What to do:
[1] Say whether each statement agrees with the forum thread below, answering yes or no and quoting the deciding words of the thread. (a) bantam finds editing still somewhat better in Pro Tools. (b) ejbragg switched to Logic from Pro Tools. (c) Stone says he knows many people who never use Logic.
[2] According to bantam in the forum thread below, what is slicing mode basically?

Selected extract:
□ □ □ □ □ □ □

# Apple Logic Studio - Logic Pro 9 or Logic 9



## Sonnie (Apr 11, 2006)

Anyone using the Apple Logic Studio Logic 9 or Logic Pro 9 ?

What do you guys think about it vs. the competition?


----------



## bantam (Oct 25, 2009)

Honestly, its one of a feature packed daw. there are some quirks around memory and disk management that causes errors from time to time but i use it over my pro tools LE cause i cant statnd the lack of ADC. The addition of the 'smart tool' was huge. It changes function based on where you are in the region (top half bottom half) just like PT. Slicing mode is basically free beat detective. Editing is still a bit better in PT but not by much. The gap is closing and PT needs to play catch up in many areas. Sorry cant speak to the other daws except mixbus which i like for the bus and tape sat.


----------



## ejbragg (Dec 13, 2009)

I used Logic back before it became the (much more) user friendly tool it is now. I had upgraded from cakewalk and oh, what a giant leap it was! Logic at that time, was (and possibly still is) based on object-oriented programming, and the interface opened that up for the public to use. It was cryptic and extremely difficult to figure out; however, I remember it would do just about anything! MIDI instruments could be set up as virtual instruments and electronically re-routed to each other. That was in the late '80s, and it was certainly ahead of its time. And it was, and apparently still is, extremely powerful.

We have worked with local artists who were either signed or managed by record labels. Our assignment was most often to record the tracks on a project, but not to mix it. _(Most popular music industry labels have their special friends they have established and use to mix their projects for them.)_ A couple of these respected mix engineers swore by Logic Pro. They recommended people track in whatever DAW they wanted, but only a few were great at providing a full set of tools that also contributed to efficient work flow. Logic Pro ranked among the highest, in their opinions.


----------



## Stone (Dec 30, 2009)

Anymore I think there is very little competition for Apple's Logic. It almost seems to be the norm in the industry anymore, and for a good reason! Just about everyone I know uses it 100% of the time and others use it for at least a few things, but I don't think I know anyone that doesn't use it at all. I know there are a few other options out there but I personally don't feel that they even compare to Logic, in features and usability.


----------

□ □ □ □ □ □ □

Information given:
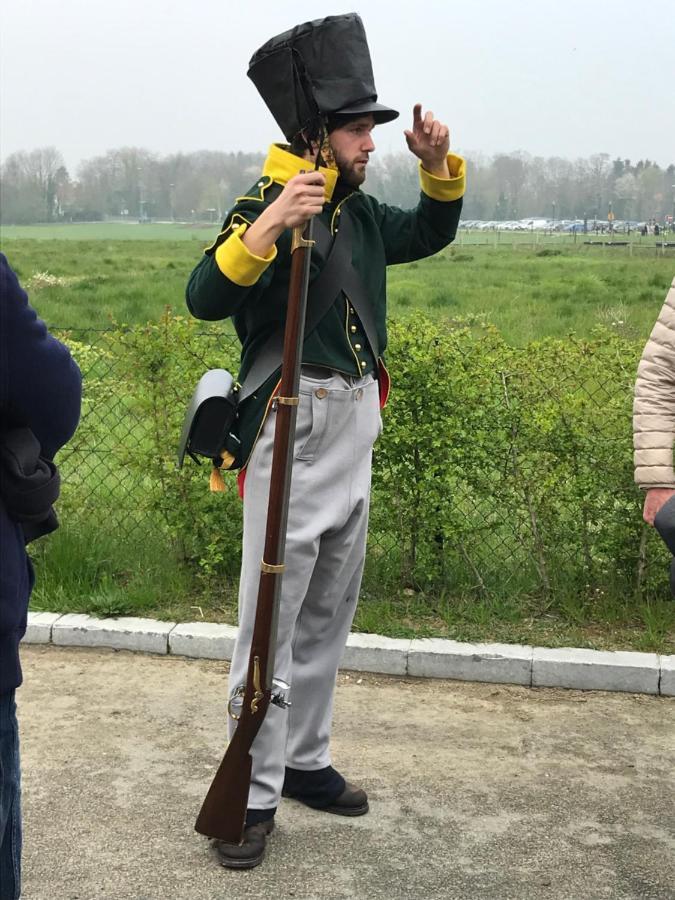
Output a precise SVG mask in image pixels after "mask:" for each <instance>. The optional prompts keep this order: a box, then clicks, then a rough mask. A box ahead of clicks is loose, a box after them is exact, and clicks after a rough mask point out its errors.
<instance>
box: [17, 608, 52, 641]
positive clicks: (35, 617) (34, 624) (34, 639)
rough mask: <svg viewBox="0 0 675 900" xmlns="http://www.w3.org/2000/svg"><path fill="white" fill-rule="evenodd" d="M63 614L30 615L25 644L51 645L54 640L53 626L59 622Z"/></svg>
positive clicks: (39, 613)
mask: <svg viewBox="0 0 675 900" xmlns="http://www.w3.org/2000/svg"><path fill="white" fill-rule="evenodd" d="M60 618H61V613H30V612H29V613H28V624H27V626H26V634H25V635H24V637H23V642H24V644H49V643H50V642H51V639H52V626H53V625H54V622H58V620H59V619H60Z"/></svg>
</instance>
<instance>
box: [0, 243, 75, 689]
mask: <svg viewBox="0 0 675 900" xmlns="http://www.w3.org/2000/svg"><path fill="white" fill-rule="evenodd" d="M81 393H82V379H81V376H80V370H79V369H78V367H77V365H76V364H75V362H74V361H73V359H72V358H71V356H70V352H69V351H68V349H67V348H66V347H64V346H63V344H61V343H60V342H59V341H57V340H56V338H54V337H52V335H50V334H49V332H48V331H47V328H46V326H45V324H44V322H41V321H40V319H38V317H37V315H36V314H35V311H34V310H33V309H31V307H30V306H29V304H28V297H27V296H26V293H25V291H23V290H22V289H21V287H20V285H19V282H18V280H17V277H16V275H15V274H14V272H13V271H12V270H11V269H10V267H9V264H8V262H7V260H6V258H5V256H4V255H3V254H2V253H0V425H1V424H2V423H3V421H10V422H13V423H15V424H19V425H27V426H28V427H29V428H30V429H31V430H32V431H33V434H35V436H36V437H37V439H38V440H39V441H40V444H41V446H42V453H43V455H44V456H47V457H49V458H50V459H51V458H53V457H54V454H55V453H56V451H57V450H58V449H59V448H60V447H62V446H63V444H65V443H66V441H67V440H68V439H69V438H70V437H71V436H72V435H73V433H74V431H75V428H76V427H77V423H78V420H79V417H80V399H81ZM32 587H33V574H32V569H31V566H30V561H29V559H28V556H27V554H26V550H25V546H24V541H23V533H22V531H21V527H20V526H19V525H18V524H17V523H16V522H13V521H12V520H11V519H10V518H9V517H8V515H7V513H6V511H5V508H4V506H3V504H2V499H1V498H0V694H2V693H6V692H8V691H11V690H12V689H13V688H16V687H18V686H19V685H20V684H21V666H20V663H19V641H20V640H21V638H22V637H23V635H24V634H25V632H26V614H27V611H28V599H29V597H30V592H31V589H32Z"/></svg>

□ □ □ □ □ □ □

Solved problems:
[1]
(a) Yes: "Editing is still a bit better in PT but not by much."
(b) No: "I had upgraded from cakewalk"
(c) No: "I don't think I know anyone that doesn't use it at all."

[2] Slicing mode is basically free beat detective.